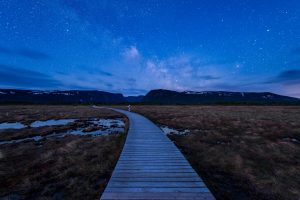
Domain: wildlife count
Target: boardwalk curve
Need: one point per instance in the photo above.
(151, 167)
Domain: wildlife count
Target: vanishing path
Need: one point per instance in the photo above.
(151, 167)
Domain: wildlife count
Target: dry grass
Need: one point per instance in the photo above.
(242, 152)
(73, 167)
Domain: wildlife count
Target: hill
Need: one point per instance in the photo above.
(59, 97)
(216, 97)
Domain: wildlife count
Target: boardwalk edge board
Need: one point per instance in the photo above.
(151, 167)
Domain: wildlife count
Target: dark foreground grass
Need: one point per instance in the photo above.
(72, 167)
(242, 152)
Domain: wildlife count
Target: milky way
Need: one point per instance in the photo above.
(134, 46)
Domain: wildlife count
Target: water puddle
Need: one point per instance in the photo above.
(103, 126)
(51, 122)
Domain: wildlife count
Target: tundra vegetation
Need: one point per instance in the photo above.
(241, 152)
(70, 167)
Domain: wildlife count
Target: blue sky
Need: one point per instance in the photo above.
(135, 46)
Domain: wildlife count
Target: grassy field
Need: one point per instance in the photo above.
(242, 152)
(70, 167)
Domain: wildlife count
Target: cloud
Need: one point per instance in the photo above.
(33, 54)
(26, 53)
(289, 77)
(12, 76)
(104, 73)
(131, 53)
(208, 77)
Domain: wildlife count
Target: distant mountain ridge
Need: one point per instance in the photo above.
(59, 97)
(215, 97)
(159, 96)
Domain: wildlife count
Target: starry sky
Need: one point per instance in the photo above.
(134, 46)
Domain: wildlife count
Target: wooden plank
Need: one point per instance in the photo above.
(156, 189)
(151, 184)
(151, 167)
(157, 196)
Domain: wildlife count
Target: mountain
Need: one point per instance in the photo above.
(214, 97)
(59, 97)
(153, 97)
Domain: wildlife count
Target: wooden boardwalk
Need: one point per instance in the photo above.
(151, 167)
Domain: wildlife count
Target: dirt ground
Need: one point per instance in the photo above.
(242, 152)
(70, 167)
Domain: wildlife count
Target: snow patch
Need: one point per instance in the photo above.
(51, 122)
(168, 131)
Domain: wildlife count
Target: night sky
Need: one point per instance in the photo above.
(137, 45)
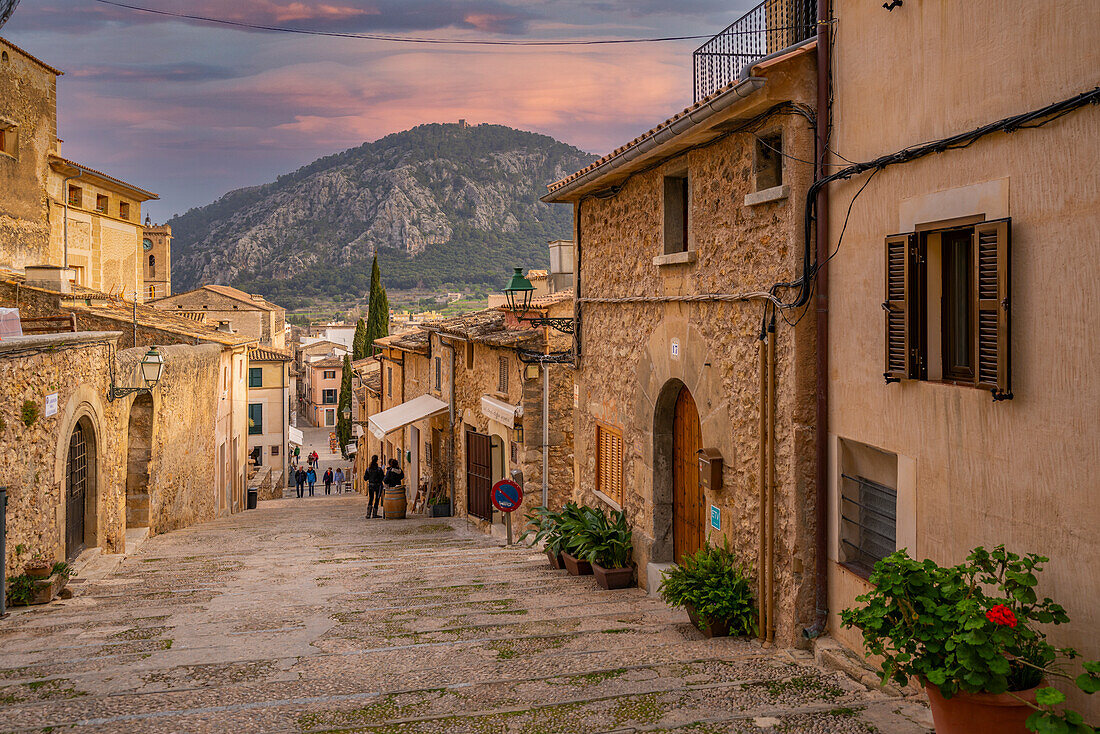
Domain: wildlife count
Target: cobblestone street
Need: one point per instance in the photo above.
(303, 616)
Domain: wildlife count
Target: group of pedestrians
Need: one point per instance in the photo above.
(376, 478)
(308, 477)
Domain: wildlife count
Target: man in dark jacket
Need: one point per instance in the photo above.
(373, 477)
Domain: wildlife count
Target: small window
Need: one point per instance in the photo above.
(769, 161)
(502, 378)
(255, 418)
(609, 463)
(677, 214)
(868, 523)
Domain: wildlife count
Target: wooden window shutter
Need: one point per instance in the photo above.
(991, 258)
(902, 357)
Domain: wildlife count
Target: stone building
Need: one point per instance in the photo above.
(245, 313)
(54, 211)
(461, 409)
(87, 471)
(684, 417)
(268, 411)
(989, 436)
(156, 251)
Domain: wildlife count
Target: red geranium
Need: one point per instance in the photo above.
(1001, 615)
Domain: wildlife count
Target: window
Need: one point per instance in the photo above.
(9, 139)
(947, 306)
(609, 463)
(255, 418)
(768, 165)
(868, 522)
(677, 215)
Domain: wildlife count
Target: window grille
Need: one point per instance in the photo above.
(869, 522)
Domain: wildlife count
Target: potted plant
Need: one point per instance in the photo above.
(545, 524)
(714, 590)
(607, 546)
(572, 525)
(970, 634)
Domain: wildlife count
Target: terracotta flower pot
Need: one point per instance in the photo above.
(712, 628)
(613, 578)
(556, 561)
(575, 566)
(980, 713)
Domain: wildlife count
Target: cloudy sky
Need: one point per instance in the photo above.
(191, 110)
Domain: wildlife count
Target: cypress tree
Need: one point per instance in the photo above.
(377, 310)
(343, 425)
(359, 341)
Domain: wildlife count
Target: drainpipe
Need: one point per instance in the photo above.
(821, 329)
(79, 172)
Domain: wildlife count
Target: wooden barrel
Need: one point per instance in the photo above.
(393, 503)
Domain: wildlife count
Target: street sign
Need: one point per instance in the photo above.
(507, 495)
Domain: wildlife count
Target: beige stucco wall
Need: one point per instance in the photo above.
(29, 100)
(1019, 472)
(628, 376)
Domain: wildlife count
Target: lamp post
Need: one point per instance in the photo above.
(152, 369)
(518, 296)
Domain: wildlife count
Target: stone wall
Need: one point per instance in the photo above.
(29, 100)
(630, 373)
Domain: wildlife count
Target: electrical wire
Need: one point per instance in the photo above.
(398, 39)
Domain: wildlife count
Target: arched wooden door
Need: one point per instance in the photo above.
(688, 503)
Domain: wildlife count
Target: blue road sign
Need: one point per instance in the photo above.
(507, 495)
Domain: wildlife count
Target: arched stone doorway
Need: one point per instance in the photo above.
(140, 446)
(679, 504)
(80, 489)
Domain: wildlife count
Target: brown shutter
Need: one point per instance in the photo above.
(992, 241)
(901, 344)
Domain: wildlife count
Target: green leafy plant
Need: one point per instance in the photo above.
(715, 585)
(30, 413)
(970, 627)
(20, 590)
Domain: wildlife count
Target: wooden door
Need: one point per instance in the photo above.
(76, 492)
(688, 502)
(479, 474)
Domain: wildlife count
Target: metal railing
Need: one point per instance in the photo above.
(770, 26)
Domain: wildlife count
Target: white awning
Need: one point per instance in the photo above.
(418, 408)
(295, 435)
(499, 411)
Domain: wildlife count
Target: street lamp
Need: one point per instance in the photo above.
(152, 369)
(518, 296)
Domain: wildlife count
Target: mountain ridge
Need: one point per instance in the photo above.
(440, 203)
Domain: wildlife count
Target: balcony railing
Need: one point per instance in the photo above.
(770, 26)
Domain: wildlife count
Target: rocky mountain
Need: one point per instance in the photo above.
(441, 204)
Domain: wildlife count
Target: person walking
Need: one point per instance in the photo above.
(373, 477)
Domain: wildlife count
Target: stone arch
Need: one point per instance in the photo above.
(139, 457)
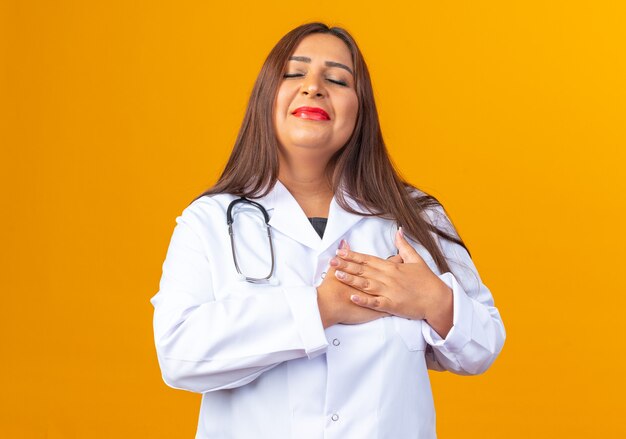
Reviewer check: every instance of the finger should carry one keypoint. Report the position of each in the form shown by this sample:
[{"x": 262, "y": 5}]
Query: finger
[
  {"x": 378, "y": 303},
  {"x": 396, "y": 259},
  {"x": 407, "y": 252},
  {"x": 360, "y": 283},
  {"x": 361, "y": 258},
  {"x": 350, "y": 267}
]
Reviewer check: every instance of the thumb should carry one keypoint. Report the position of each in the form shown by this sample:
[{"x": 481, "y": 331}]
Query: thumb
[{"x": 407, "y": 252}]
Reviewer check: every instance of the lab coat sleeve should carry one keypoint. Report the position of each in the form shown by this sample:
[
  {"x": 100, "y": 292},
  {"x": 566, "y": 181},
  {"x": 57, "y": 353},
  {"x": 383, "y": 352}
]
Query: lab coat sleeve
[
  {"x": 477, "y": 335},
  {"x": 205, "y": 344}
]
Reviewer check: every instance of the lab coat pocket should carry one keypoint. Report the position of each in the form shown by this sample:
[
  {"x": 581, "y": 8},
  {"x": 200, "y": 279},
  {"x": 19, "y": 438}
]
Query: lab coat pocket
[{"x": 411, "y": 333}]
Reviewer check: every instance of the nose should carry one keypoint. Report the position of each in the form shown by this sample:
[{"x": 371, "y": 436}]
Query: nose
[{"x": 312, "y": 87}]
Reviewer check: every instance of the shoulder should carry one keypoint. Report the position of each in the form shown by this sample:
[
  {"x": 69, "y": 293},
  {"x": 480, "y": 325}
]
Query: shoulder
[
  {"x": 205, "y": 210},
  {"x": 432, "y": 210}
]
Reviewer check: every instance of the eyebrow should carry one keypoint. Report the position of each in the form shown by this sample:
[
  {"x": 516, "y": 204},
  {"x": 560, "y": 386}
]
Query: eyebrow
[{"x": 327, "y": 63}]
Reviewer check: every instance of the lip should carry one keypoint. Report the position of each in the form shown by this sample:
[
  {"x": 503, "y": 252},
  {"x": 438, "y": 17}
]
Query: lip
[{"x": 312, "y": 113}]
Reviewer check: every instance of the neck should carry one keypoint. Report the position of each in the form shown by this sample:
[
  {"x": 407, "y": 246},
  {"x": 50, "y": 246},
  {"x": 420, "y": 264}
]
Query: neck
[{"x": 306, "y": 181}]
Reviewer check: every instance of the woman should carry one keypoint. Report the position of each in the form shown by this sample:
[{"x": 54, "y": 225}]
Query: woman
[{"x": 336, "y": 340}]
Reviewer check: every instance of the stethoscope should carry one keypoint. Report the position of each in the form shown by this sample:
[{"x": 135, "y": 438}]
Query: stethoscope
[{"x": 230, "y": 221}]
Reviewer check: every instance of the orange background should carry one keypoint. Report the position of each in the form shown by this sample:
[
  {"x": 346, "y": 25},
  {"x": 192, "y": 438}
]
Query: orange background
[{"x": 116, "y": 114}]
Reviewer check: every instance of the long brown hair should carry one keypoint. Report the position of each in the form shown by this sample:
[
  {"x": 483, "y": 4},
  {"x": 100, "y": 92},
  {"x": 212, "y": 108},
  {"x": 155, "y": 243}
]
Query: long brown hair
[{"x": 361, "y": 167}]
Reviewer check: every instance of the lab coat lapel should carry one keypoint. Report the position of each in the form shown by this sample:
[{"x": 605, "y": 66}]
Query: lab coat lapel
[
  {"x": 287, "y": 217},
  {"x": 339, "y": 222}
]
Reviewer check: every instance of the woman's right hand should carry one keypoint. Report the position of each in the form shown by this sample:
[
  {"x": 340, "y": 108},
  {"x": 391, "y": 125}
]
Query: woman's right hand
[{"x": 333, "y": 300}]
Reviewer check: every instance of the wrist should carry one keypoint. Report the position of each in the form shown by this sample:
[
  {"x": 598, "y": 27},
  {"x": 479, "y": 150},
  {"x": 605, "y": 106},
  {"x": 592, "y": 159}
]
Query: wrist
[{"x": 441, "y": 304}]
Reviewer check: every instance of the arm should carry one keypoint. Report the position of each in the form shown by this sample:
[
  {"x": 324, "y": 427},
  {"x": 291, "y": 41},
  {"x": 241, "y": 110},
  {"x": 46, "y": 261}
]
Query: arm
[
  {"x": 205, "y": 344},
  {"x": 477, "y": 334}
]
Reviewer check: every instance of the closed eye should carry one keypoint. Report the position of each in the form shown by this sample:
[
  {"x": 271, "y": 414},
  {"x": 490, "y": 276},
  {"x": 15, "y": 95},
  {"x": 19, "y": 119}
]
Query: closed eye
[{"x": 297, "y": 75}]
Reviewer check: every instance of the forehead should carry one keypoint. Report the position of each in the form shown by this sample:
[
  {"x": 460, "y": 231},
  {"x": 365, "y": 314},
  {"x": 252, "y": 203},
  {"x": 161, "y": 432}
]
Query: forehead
[{"x": 324, "y": 47}]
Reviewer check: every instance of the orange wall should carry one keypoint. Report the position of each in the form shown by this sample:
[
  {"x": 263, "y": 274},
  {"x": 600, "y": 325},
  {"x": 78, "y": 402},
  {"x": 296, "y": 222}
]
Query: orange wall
[{"x": 116, "y": 114}]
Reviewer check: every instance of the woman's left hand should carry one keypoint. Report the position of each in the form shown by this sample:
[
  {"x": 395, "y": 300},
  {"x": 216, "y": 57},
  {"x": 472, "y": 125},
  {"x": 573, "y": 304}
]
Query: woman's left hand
[{"x": 403, "y": 285}]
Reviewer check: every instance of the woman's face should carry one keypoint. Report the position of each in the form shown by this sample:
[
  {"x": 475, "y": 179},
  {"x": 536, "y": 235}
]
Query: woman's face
[{"x": 316, "y": 105}]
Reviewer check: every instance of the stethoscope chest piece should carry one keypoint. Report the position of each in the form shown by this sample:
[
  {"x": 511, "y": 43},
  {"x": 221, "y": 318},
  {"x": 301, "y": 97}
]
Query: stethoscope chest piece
[{"x": 266, "y": 218}]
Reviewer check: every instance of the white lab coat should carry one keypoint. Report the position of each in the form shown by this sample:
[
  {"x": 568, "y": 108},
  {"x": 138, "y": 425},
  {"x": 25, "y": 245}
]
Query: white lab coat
[{"x": 259, "y": 355}]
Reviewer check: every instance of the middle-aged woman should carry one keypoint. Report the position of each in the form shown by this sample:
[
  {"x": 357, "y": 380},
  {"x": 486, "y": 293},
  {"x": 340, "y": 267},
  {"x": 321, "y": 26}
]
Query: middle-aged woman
[{"x": 326, "y": 327}]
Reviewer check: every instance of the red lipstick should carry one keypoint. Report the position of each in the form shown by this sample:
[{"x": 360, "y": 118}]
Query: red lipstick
[{"x": 313, "y": 113}]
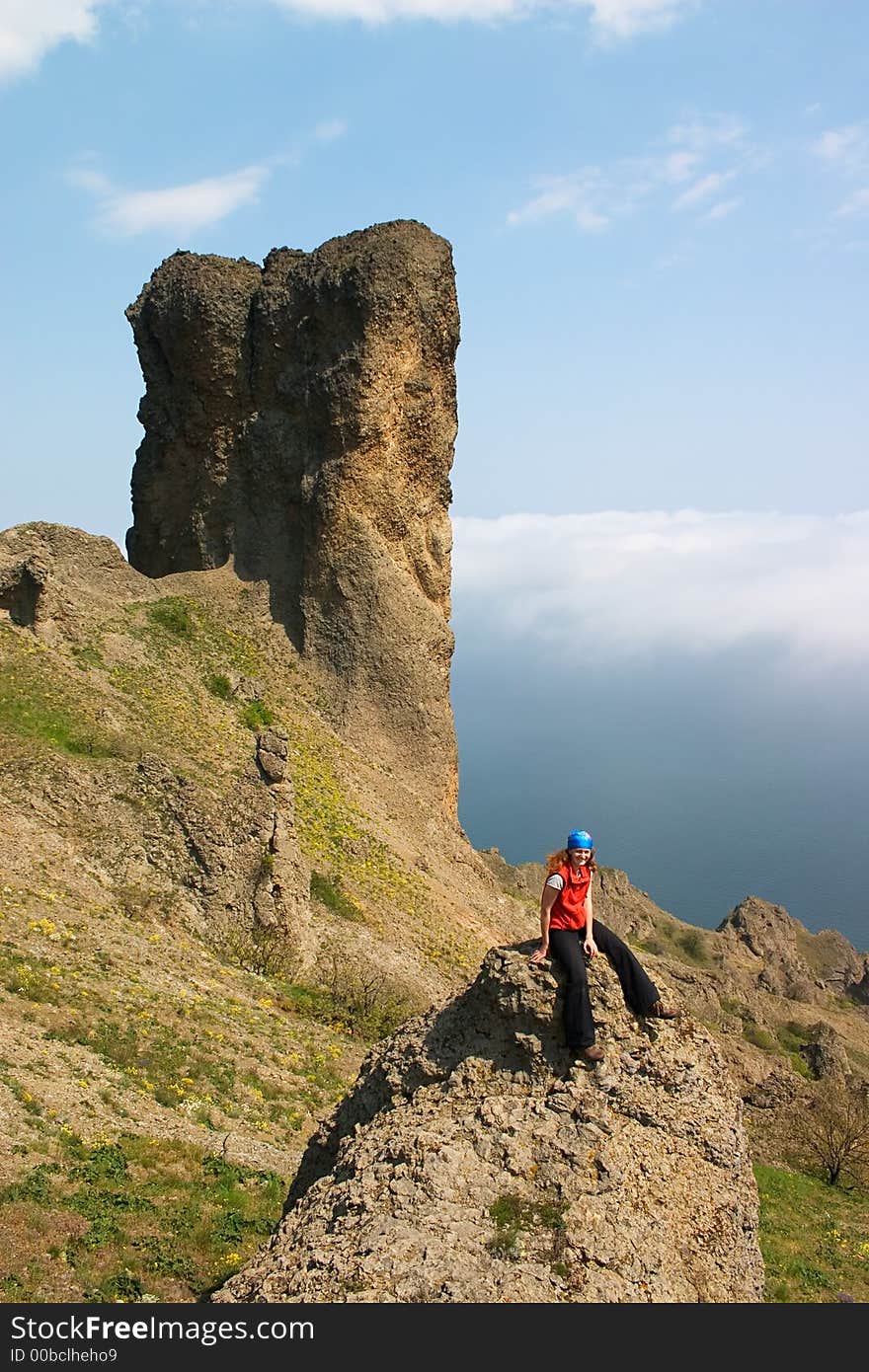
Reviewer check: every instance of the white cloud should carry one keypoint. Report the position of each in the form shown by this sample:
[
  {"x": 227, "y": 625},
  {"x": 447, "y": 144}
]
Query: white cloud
[
  {"x": 31, "y": 28},
  {"x": 625, "y": 18},
  {"x": 722, "y": 208},
  {"x": 857, "y": 203},
  {"x": 846, "y": 147},
  {"x": 178, "y": 210},
  {"x": 625, "y": 584},
  {"x": 609, "y": 20},
  {"x": 702, "y": 190},
  {"x": 709, "y": 152}
]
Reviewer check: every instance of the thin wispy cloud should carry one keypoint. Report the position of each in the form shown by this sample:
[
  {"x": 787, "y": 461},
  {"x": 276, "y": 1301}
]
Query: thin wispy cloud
[
  {"x": 846, "y": 151},
  {"x": 722, "y": 208},
  {"x": 29, "y": 29},
  {"x": 699, "y": 158},
  {"x": 180, "y": 210},
  {"x": 846, "y": 147},
  {"x": 690, "y": 582}
]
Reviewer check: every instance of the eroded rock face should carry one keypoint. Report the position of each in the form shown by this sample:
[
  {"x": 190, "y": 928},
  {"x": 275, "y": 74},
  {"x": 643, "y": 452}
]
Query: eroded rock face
[
  {"x": 299, "y": 419},
  {"x": 770, "y": 936},
  {"x": 472, "y": 1163}
]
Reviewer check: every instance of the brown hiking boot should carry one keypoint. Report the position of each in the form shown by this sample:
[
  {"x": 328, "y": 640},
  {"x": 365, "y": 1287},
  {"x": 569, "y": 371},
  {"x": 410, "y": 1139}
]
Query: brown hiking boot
[{"x": 661, "y": 1012}]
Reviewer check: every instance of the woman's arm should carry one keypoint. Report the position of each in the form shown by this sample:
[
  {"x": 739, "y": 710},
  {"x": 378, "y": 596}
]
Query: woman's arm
[
  {"x": 590, "y": 946},
  {"x": 546, "y": 901}
]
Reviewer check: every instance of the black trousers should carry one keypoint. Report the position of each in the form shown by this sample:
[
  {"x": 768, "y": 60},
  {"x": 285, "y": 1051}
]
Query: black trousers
[{"x": 639, "y": 991}]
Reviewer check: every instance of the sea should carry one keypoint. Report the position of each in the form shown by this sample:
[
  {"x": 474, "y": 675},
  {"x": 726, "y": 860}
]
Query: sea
[{"x": 706, "y": 778}]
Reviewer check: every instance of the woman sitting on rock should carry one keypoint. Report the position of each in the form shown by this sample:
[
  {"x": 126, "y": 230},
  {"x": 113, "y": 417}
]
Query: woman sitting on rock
[{"x": 570, "y": 931}]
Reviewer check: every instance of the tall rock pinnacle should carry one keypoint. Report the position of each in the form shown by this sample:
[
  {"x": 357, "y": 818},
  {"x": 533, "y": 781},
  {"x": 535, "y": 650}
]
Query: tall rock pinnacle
[{"x": 299, "y": 419}]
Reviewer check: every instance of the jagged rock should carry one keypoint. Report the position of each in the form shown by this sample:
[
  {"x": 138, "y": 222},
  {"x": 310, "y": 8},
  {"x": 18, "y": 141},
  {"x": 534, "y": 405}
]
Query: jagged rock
[
  {"x": 826, "y": 1052},
  {"x": 770, "y": 936},
  {"x": 45, "y": 569},
  {"x": 299, "y": 420},
  {"x": 272, "y": 753},
  {"x": 472, "y": 1163},
  {"x": 777, "y": 1090}
]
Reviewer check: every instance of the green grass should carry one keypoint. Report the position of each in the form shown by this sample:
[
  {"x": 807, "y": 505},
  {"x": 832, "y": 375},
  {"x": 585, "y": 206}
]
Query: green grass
[
  {"x": 39, "y": 707},
  {"x": 176, "y": 615},
  {"x": 328, "y": 890},
  {"x": 759, "y": 1037},
  {"x": 256, "y": 714},
  {"x": 815, "y": 1238},
  {"x": 133, "y": 1219},
  {"x": 514, "y": 1216}
]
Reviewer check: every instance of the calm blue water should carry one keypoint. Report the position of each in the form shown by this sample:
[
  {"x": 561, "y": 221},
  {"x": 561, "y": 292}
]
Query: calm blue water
[{"x": 704, "y": 780}]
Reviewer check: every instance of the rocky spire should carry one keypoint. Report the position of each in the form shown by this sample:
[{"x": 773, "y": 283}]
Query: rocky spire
[{"x": 299, "y": 419}]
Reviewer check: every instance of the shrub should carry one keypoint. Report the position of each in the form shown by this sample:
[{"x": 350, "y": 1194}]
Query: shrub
[
  {"x": 257, "y": 714},
  {"x": 175, "y": 616},
  {"x": 220, "y": 685},
  {"x": 328, "y": 892},
  {"x": 832, "y": 1135},
  {"x": 758, "y": 1036}
]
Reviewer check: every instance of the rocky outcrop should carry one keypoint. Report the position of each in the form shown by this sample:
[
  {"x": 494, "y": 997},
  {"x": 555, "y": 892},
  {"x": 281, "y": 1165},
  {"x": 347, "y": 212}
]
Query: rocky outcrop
[
  {"x": 765, "y": 935},
  {"x": 763, "y": 943},
  {"x": 299, "y": 420},
  {"x": 46, "y": 570},
  {"x": 474, "y": 1163}
]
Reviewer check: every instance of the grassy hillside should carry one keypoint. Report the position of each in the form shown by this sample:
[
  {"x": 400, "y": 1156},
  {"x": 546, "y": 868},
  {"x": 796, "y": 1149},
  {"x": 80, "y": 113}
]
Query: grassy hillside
[{"x": 194, "y": 960}]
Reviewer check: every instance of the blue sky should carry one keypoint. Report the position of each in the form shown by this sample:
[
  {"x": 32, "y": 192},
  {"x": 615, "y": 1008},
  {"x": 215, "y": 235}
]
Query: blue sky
[{"x": 659, "y": 214}]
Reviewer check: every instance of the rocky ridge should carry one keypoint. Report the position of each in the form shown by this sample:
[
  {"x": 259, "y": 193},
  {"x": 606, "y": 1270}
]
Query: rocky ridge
[
  {"x": 299, "y": 420},
  {"x": 228, "y": 788},
  {"x": 472, "y": 1163}
]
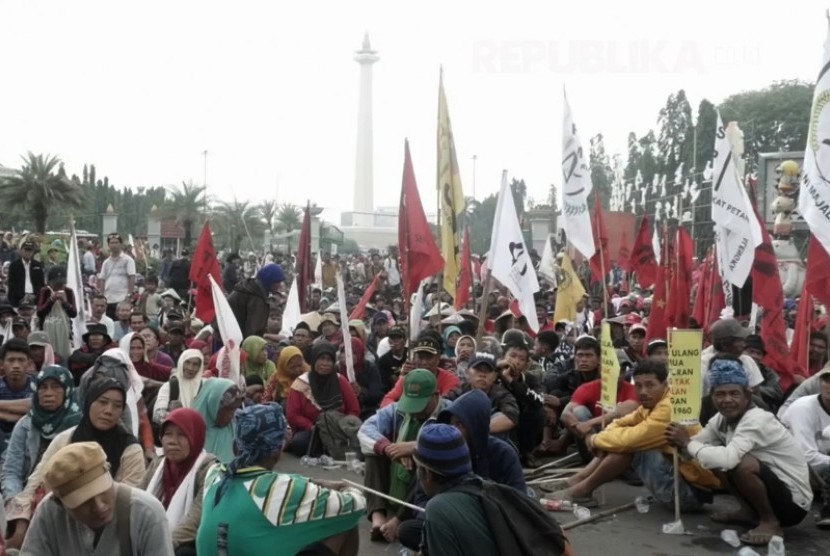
_ _ _ _ _ _ _
Directions for this task — Each line above that contains "sign" counts once; report the resulting number and nothing else.

Problem solution — 2